§ **Compiti da svolgere**
1. Trascrivi fedelmente la parte del brano su fra' Vincenzo che va da "Lo avevo conosciuto" a "ad andare avanti.".
2. Secondo il brano su fra' Vincenzo, in quale luogo si svolgevano soprattutto gli incontri del sabato e della domenica?
3. Prosegui il brano su fra' Vincenzo a partire dall'ultima frase riportata.

§ **Brano**
-*-
Molti devoti videro in lui parte dei carismi propri di p. Domenico e tanti ricorrevano a lui per un consiglio, una parola di conforto. In proposito, occorre ricordare che nel 1979 l’allora arcivescovo di Pescara mons. Antonio Iannucci, gli diede la facoltà di ministro straordinario dell’eucarestia e di benedire.  Le sue benedizioni erano molto particolari. Imponeva le mani sulla testa e poi abbracciava a lungo le persone, liberandole da ansie e preoccupazioni, lenendo le loro sofferenze e favorendone la via della fede.

Questi incontri avvenivano soprattutto il sabato e la domenica, fino a sera, in una sala attigua alla Basilica, davanti a tante persone che attendevano pazientemente che venisse il proprio turno, in modo che non potessero sorgere equivoci. L’ho visto abbracciare anche interi nuclei familiari. Negli ultimi anni, trascorreva più tempo nella sua camera dove tutti i giorni riceveva tantissime telefonate da varie parti d’Italia e anche dall’estero per ricevere parole di conforto e una sua benedizione. Erano in molti a scrivergli, non solo persone semplici, ma anche professionisti e imprenditori, e davanti al suo tavolino aveva tante fotografie di persone per cui pregava. Tra le immagini presenti in quella affollata bacheca, quella di don Tonino Bello e quella di p. Domenico in bilocazione a San Giovanni Rotondo, durante i funerali di P. Pio.

Lo avevo conosciuto nel 2001 o 2002, quando sentii la necessità di studiare la figura di p. Domenico e il suo misterioso rapporto con p. Pio da Pietrelcina. Fra’ Vincenzo mi confermò quando era stato scritto da Bruno Sammaciccia nella sua prima biografia, dicendomi che lui stesso doveva al santo di Pietrelcina la scelta della vita religiosa e la decisione di rimanere a Pescara. Nei miei confronti avvertiva un affetto paterno e di stima, contento per quanto scrivevo del Volto Santo e di p. Domenico.

Un rapporto proseguito negli anni. Ci incontravamo spesso e frequenti erano le sue telefonate. E se qualche volta manifestavo delusione per la lentezza dell’iter per l’avvio della causa di beatificazione era sempre pronto nell’incoraggiarmi a non desistere e ad andare avanti.

Nel febbraio 2020 mi chiamò per parlarmi. In una caduta, aveva riportato la frattura della spalla destra di cui peraltro non si lamentava. Non essendo in grado di scrivere mi chiese di aiutarlo a raccogliere le sue volontà per un suo saluto a confratelli e devoti, sentendo prossima la sua morte. Lo ascoltai con attenzione, registrando le sue intenzioni, per poi trascrivere il testo. Mi chiese poi di stampare due copie che avrebbe sottoscritto, una da lasciare al superiore e l’altra per me, affinché ne dessi divulgazione post-mortem.
-*-
§ **Dati forniti**
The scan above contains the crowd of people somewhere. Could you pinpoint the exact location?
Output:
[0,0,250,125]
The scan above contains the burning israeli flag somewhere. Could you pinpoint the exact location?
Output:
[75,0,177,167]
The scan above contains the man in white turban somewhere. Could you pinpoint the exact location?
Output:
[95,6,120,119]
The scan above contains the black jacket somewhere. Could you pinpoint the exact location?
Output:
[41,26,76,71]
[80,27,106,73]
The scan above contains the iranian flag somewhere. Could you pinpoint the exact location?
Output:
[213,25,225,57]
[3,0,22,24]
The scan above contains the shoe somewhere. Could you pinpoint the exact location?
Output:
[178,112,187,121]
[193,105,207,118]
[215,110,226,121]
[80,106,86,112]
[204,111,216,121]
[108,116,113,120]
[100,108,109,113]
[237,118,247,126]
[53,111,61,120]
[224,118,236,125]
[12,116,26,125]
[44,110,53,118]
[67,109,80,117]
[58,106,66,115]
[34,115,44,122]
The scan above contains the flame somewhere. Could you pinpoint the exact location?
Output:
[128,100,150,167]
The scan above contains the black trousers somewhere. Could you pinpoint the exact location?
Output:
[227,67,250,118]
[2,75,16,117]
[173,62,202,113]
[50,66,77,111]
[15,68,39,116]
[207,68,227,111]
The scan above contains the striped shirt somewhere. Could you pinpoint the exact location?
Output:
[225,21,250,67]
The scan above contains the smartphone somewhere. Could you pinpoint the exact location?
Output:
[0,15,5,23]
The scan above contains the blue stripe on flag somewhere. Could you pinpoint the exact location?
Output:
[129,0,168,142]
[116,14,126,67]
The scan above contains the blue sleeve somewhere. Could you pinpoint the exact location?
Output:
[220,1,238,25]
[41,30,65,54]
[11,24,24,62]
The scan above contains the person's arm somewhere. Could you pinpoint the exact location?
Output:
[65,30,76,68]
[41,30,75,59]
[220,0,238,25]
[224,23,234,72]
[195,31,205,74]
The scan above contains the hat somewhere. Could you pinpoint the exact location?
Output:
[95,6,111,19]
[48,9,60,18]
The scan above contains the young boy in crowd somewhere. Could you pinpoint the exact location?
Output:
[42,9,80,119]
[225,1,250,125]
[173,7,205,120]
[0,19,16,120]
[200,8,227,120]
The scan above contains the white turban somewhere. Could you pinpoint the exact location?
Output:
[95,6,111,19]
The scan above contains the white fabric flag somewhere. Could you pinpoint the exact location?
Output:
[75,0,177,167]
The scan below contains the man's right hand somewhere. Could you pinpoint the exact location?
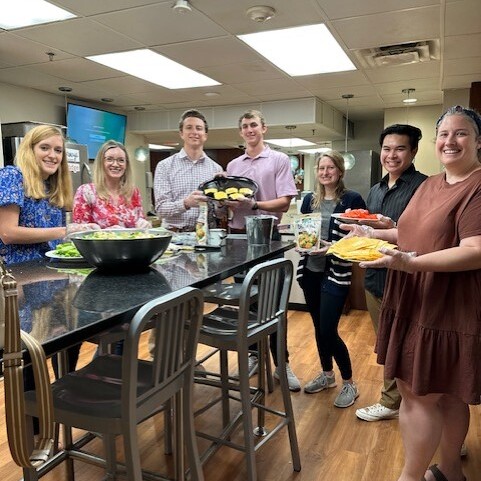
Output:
[184,190,208,210]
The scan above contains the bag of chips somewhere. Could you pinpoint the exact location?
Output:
[294,214,322,252]
[195,202,209,245]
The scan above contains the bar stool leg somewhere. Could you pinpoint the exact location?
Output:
[238,350,260,481]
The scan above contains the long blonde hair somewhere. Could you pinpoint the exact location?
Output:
[15,125,73,210]
[311,150,346,209]
[93,140,134,203]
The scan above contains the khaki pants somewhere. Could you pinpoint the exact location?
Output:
[366,291,401,409]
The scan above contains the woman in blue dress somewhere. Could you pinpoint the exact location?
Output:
[0,125,81,265]
[0,125,98,424]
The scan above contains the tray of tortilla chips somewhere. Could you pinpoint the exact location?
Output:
[327,236,397,262]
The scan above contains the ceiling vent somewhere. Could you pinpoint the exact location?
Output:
[355,39,439,68]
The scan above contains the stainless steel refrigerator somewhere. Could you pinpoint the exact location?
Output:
[344,150,382,200]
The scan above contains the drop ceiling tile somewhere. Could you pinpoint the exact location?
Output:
[152,36,260,69]
[316,0,439,20]
[15,18,142,57]
[443,57,481,79]
[365,60,441,84]
[376,76,439,95]
[0,67,67,89]
[332,6,440,49]
[95,3,226,46]
[191,0,324,35]
[311,85,377,104]
[444,33,481,60]
[79,75,163,95]
[202,60,288,85]
[296,70,369,90]
[441,74,480,90]
[55,0,161,16]
[35,57,126,82]
[235,78,311,98]
[445,0,481,36]
[0,32,72,67]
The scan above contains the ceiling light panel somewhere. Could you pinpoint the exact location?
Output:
[238,24,356,76]
[0,0,76,30]
[265,137,316,147]
[87,49,220,89]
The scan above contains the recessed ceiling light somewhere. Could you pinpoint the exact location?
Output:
[149,144,175,150]
[299,147,332,154]
[265,137,316,147]
[0,0,77,30]
[246,5,276,23]
[238,23,356,76]
[402,89,418,104]
[86,49,220,89]
[172,0,192,13]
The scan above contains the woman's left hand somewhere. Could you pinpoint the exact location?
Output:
[359,247,416,274]
[135,218,152,229]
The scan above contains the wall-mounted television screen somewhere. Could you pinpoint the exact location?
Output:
[67,103,127,159]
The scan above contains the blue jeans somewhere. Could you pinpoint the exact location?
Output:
[301,267,352,380]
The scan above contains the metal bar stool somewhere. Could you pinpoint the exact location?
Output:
[25,288,204,481]
[196,259,301,481]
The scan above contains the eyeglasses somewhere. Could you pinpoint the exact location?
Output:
[104,157,127,165]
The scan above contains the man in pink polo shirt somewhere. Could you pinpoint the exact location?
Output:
[226,110,301,391]
[226,110,297,239]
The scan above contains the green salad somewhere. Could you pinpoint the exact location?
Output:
[55,242,82,257]
[82,230,162,240]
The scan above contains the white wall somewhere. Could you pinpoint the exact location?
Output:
[0,83,151,211]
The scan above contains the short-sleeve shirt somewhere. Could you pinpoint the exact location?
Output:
[154,149,223,231]
[377,171,481,404]
[226,145,297,229]
[72,184,144,229]
[364,164,427,298]
[0,165,65,264]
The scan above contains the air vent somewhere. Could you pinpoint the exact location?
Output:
[355,39,439,68]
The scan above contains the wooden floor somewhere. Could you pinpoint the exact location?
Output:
[0,311,481,481]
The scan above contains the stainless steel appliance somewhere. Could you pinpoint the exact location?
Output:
[344,150,382,200]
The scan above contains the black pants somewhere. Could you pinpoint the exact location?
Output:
[301,267,352,380]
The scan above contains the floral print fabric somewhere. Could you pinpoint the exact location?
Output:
[0,165,65,265]
[73,184,145,229]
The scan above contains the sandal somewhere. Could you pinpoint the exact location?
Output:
[424,464,466,481]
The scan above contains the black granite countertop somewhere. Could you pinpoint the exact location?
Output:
[9,239,294,355]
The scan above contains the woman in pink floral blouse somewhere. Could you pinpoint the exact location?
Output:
[73,140,151,229]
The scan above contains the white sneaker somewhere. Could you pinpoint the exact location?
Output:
[334,382,359,408]
[274,362,301,392]
[356,403,399,421]
[304,371,337,394]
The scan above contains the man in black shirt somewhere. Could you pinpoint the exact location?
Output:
[356,124,427,421]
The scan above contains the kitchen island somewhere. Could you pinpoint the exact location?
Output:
[6,239,294,357]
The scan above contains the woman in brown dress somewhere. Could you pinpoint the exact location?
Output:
[342,106,481,481]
-*-
§ **Risposte ai compiti**
1.
Lo avevo conosciuto nel 2001 o 2002, quando sentii la necessità di studiare la figura di p. Domenico e il suo misterioso rapporto con p. Pio da Pietrelcina. Fra’ Vincenzo mi confermò quando era stato scritto da Bruno Sammaciccia nella sua prima biografia, dicendomi che lui stesso doveva al santo di Pietrelcina la scelta della vita religiosa e la decisione di rimanere a Pescara. Nei miei confronti avvertiva un affetto paterno e di stima, contento per quanto scrivevo del Volto Santo e di p. Domenico.

Un rapporto proseguito negli anni. Ci incontravamo spesso e frequenti erano le sue telefonate. E se qualche volta manifestavo delusione per la lentezza dell’iter per l’avvio della causa di beatificazione era sempre pronto nell’incoraggiarmi a non desistere e ad andare avanti.

2. In una sala attigua alla Basilica.

3.
Nella sua lettera ricordò con riconoscenza San Padre Pio e P. Domenico, del quale, ultimo, scrisse “Nel corso degli anni ho seguito l’insegnamento di vari confratelli e in particolare del Servo di Dio p. Domenico da Cese, del Santuario del Volto Santo. Per me è stato uno straordinario esempio di dedizione alla Chiesa e di instancabile attenzione al prossimo, che accoglieva dalla mattina alla sera, ascoltava, confortava ed invitava alla preghiera e a vivere nella fede del Signore. L’ho sentito vicino negli anni successivi alla sua morte e diverse persone che furono suoi figli spirituali hanno ritenuto di intravedere in me qualcosa della Sua figura, anche sotto l’aspetto fisico. Ma io sono soltanto un povero frate, non degno di essere paragonato al Servo di Dio”.

Fra’ Vincenzo è deceduto il 15 dicembre 2020, dopo una breve malattia. Per dedicarsi agli altri aveva trascurato se stesso. Commoventi i suoi funerali, con centinaia di persone che hanno sfidato la pandemia pur di essere presenti, in un periodo di forti limitazioni. Erano in tanti alle esequie, celebrate all’esterno del Santuario della Madonna dei Sette Dolori, ad ascoltare le sue ultime volontà nella commozione generale.

Nel corso dell’omelia, il ministro della nuova Provincia dei cappuccini d’Abruzzo, Lazio e Umbria, p. Matteo Siro, nel suo commosso ricordo, ha sottolineato come fra’ Vincenzo nella sua vita avesse “reso incontrabile Gesù e il suo vangelo”. Una felice ed efficace sintesi della figura dell’umile cappuccino, gigante della fede ed esemplare modello di vita francescana.